======== Material to process

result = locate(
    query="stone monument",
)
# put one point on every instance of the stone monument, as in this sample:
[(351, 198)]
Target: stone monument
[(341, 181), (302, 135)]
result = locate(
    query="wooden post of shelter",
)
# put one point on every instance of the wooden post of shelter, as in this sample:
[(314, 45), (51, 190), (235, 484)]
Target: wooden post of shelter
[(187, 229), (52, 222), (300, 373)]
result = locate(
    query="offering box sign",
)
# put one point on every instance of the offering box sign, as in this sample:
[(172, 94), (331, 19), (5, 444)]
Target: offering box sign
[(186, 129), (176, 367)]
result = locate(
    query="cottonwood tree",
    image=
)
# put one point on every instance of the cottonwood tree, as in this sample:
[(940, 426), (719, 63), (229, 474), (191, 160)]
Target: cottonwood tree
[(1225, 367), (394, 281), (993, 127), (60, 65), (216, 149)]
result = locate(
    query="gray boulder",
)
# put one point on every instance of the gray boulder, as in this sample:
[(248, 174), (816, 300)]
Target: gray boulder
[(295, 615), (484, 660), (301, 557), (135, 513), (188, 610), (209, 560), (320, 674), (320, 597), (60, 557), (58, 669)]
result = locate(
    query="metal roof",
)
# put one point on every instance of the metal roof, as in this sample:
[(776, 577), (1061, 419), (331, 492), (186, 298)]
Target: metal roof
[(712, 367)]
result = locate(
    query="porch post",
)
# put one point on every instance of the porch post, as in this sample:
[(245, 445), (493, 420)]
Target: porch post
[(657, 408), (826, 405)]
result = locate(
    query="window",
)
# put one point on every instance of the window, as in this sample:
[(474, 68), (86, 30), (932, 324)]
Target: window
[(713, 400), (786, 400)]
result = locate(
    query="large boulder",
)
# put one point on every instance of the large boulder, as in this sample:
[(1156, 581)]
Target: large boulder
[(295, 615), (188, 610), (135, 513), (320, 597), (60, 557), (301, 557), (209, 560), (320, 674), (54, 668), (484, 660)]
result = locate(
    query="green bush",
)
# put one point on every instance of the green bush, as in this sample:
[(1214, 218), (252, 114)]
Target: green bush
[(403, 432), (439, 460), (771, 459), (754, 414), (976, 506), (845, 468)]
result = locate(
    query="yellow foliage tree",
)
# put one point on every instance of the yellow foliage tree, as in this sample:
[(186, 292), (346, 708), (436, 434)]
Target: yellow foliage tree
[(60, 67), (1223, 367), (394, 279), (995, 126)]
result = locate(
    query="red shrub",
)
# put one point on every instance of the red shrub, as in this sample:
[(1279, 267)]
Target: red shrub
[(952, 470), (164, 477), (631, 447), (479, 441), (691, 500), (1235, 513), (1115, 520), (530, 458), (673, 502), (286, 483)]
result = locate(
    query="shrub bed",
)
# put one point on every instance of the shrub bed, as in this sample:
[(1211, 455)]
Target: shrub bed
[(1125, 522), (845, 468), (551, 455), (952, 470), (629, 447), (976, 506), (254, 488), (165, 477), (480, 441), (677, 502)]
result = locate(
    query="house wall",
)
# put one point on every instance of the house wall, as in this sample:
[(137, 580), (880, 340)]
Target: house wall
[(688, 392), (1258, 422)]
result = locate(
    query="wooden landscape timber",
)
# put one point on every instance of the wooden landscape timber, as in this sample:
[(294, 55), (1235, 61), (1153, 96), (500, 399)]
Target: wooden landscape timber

================

● **Aim of the task**
Among the lines of the data, some contain the word "timber". How many are there? Reply with the number alone.

● **Response to the exercise**
3